PROMPT. Convert everything from the start of the rows through the line containing "top-left (12, 92), bottom-right (370, 253)", inclusive, into a Markdown table with two columns, Num and Text. Number each line and leave out blank lines.

SOURCE DATA.
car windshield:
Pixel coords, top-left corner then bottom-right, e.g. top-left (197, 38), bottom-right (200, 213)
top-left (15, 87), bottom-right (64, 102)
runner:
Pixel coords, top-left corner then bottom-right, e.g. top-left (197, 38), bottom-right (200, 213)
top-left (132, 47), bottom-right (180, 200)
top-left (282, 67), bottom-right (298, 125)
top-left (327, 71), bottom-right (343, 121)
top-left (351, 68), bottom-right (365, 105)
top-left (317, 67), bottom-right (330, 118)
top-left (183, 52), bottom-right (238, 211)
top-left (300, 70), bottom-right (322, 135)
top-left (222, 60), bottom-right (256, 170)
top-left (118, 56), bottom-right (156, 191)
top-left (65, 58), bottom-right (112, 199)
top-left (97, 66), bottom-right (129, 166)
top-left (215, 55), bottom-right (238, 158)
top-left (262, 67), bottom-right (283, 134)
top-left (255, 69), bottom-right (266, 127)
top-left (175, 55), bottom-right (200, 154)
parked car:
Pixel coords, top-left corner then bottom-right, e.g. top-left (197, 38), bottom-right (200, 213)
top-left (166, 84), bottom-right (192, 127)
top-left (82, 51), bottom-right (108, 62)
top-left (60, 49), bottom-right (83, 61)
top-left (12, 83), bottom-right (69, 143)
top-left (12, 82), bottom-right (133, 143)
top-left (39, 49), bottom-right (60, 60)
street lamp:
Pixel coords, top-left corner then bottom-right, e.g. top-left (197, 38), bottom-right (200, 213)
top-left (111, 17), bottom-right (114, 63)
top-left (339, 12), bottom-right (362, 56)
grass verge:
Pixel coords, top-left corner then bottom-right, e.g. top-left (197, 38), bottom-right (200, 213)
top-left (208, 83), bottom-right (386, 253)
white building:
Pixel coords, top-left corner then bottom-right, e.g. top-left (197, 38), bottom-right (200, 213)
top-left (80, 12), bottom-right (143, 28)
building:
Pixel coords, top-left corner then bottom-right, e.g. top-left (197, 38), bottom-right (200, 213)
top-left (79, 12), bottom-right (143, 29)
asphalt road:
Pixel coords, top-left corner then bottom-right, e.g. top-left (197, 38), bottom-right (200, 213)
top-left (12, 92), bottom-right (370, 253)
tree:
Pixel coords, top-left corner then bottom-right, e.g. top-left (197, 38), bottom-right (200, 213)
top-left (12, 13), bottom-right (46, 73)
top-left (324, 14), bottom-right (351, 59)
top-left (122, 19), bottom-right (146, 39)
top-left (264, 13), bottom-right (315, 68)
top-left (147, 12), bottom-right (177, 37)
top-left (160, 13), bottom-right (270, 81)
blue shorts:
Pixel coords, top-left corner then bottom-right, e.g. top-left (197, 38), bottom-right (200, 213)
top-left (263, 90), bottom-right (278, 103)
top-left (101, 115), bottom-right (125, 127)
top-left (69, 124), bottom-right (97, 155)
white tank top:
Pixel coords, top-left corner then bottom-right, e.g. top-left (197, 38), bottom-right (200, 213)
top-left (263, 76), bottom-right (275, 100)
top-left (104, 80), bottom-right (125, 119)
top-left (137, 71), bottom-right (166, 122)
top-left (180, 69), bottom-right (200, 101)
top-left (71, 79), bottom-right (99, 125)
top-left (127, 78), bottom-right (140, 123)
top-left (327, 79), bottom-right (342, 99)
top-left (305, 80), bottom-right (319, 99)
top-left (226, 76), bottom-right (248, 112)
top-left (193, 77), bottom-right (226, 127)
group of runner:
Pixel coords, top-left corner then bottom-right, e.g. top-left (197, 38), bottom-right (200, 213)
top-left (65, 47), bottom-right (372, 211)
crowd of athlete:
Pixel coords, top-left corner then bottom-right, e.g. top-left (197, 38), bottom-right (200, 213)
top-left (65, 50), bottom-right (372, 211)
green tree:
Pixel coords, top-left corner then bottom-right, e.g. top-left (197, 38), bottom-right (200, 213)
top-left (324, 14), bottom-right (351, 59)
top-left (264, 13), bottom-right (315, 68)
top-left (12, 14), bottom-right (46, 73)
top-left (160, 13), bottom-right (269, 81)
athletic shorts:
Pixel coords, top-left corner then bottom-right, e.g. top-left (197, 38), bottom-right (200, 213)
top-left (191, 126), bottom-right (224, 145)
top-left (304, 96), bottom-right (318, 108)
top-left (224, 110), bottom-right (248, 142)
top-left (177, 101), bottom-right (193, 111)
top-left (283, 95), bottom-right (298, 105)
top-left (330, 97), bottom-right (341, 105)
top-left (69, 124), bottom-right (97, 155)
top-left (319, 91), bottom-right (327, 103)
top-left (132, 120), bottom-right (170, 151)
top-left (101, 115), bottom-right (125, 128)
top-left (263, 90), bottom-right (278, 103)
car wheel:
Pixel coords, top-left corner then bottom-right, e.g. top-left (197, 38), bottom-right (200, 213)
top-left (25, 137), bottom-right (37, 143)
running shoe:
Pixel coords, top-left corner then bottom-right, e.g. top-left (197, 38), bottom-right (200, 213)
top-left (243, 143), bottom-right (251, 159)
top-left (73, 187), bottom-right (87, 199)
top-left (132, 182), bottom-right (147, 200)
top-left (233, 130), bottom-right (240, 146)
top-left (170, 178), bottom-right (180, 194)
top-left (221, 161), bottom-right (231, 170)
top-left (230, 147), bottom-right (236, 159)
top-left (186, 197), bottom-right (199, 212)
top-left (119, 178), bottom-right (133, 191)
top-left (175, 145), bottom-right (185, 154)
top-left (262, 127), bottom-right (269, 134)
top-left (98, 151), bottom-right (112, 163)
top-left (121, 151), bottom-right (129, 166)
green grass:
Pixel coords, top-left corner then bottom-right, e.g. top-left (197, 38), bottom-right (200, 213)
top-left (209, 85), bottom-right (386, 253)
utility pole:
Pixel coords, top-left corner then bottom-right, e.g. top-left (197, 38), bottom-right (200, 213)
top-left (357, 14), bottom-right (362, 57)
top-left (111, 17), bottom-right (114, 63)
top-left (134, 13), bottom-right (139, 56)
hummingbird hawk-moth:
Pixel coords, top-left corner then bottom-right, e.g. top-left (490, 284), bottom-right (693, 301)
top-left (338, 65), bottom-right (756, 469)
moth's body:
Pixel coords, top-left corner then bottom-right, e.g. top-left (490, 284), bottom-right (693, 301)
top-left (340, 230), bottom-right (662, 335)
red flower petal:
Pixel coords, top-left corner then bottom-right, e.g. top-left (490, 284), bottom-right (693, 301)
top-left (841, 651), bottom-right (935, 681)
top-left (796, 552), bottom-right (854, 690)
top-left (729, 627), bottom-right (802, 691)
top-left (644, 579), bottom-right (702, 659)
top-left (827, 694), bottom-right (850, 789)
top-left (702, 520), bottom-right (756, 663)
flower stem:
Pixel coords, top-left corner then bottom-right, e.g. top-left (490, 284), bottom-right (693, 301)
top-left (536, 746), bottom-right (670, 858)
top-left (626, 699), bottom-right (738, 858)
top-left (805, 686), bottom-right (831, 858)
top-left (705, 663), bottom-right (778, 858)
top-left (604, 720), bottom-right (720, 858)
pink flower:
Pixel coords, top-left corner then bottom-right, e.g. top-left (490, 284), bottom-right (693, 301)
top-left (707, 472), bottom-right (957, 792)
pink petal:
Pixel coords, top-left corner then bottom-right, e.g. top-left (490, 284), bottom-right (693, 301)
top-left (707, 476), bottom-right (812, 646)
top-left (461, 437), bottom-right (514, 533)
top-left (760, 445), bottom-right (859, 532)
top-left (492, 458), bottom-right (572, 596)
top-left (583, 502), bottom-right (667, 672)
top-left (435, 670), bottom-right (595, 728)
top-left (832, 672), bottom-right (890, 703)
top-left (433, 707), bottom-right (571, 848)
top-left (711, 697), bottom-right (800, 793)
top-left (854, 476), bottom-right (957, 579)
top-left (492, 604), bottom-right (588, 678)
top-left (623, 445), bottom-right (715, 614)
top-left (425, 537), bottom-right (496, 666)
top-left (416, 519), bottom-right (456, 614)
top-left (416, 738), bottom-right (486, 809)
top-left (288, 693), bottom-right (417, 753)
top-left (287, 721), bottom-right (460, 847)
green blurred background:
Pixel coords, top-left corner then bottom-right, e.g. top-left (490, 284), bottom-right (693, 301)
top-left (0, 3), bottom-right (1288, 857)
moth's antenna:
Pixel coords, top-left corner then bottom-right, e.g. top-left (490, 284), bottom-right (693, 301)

COMPLETE ANSWER.
| Num | Text |
|---|---|
| 1 | car windshield: |
| 2 | Pixel coords, top-left corner then bottom-right, e.g. top-left (197, 38), bottom-right (200, 213) |
| 3 | top-left (15, 87), bottom-right (64, 102) |
| 4 | runner: |
| 5 | Pixel coords, top-left corner then bottom-right, e.g. top-left (197, 38), bottom-right (200, 213) |
| 6 | top-left (132, 47), bottom-right (180, 200) |
| 7 | top-left (282, 67), bottom-right (298, 125) |
| 8 | top-left (327, 71), bottom-right (343, 121) |
| 9 | top-left (351, 68), bottom-right (365, 105) |
| 10 | top-left (317, 67), bottom-right (330, 118) |
| 11 | top-left (183, 52), bottom-right (238, 211) |
| 12 | top-left (300, 70), bottom-right (322, 135) |
| 13 | top-left (222, 60), bottom-right (256, 170) |
| 14 | top-left (118, 56), bottom-right (156, 191) |
| 15 | top-left (65, 58), bottom-right (112, 199) |
| 16 | top-left (97, 66), bottom-right (129, 166) |
| 17 | top-left (215, 55), bottom-right (238, 158) |
| 18 | top-left (262, 67), bottom-right (283, 134) |
| 19 | top-left (255, 69), bottom-right (266, 127) |
| 20 | top-left (175, 55), bottom-right (200, 154) |
| 21 | parked car: |
| 22 | Pixel coords, top-left corner then bottom-right, e.g. top-left (197, 38), bottom-right (200, 213) |
| 23 | top-left (166, 84), bottom-right (192, 127) |
| 24 | top-left (82, 51), bottom-right (108, 62) |
| 25 | top-left (60, 49), bottom-right (83, 61) |
| 26 | top-left (12, 83), bottom-right (69, 143) |
| 27 | top-left (12, 82), bottom-right (133, 143) |
| 28 | top-left (39, 49), bottom-right (60, 60) |
| 29 | street lamp: |
| 30 | Pixel coords, top-left corner then bottom-right, e.g. top-left (197, 38), bottom-right (200, 213) |
| 31 | top-left (111, 17), bottom-right (114, 63) |
| 32 | top-left (339, 12), bottom-right (362, 56) |
| 33 | grass verge: |
| 34 | Pixel coords, top-left corner then bottom-right, e.g. top-left (197, 38), bottom-right (200, 213) |
| 35 | top-left (208, 83), bottom-right (386, 253) |
| 36 | white building: |
| 37 | Pixel coords, top-left corner then bottom-right, e.g. top-left (197, 38), bottom-right (200, 213) |
| 38 | top-left (80, 12), bottom-right (143, 28) |
| 39 | building: |
| 40 | Pixel coords, top-left corner then bottom-right, e.g. top-left (197, 38), bottom-right (200, 213) |
| 41 | top-left (79, 12), bottom-right (143, 29) |
| 42 | asphalt road: |
| 43 | Pixel coords, top-left corner then bottom-right, e.g. top-left (197, 38), bottom-right (200, 213) |
| 44 | top-left (12, 92), bottom-right (370, 253) |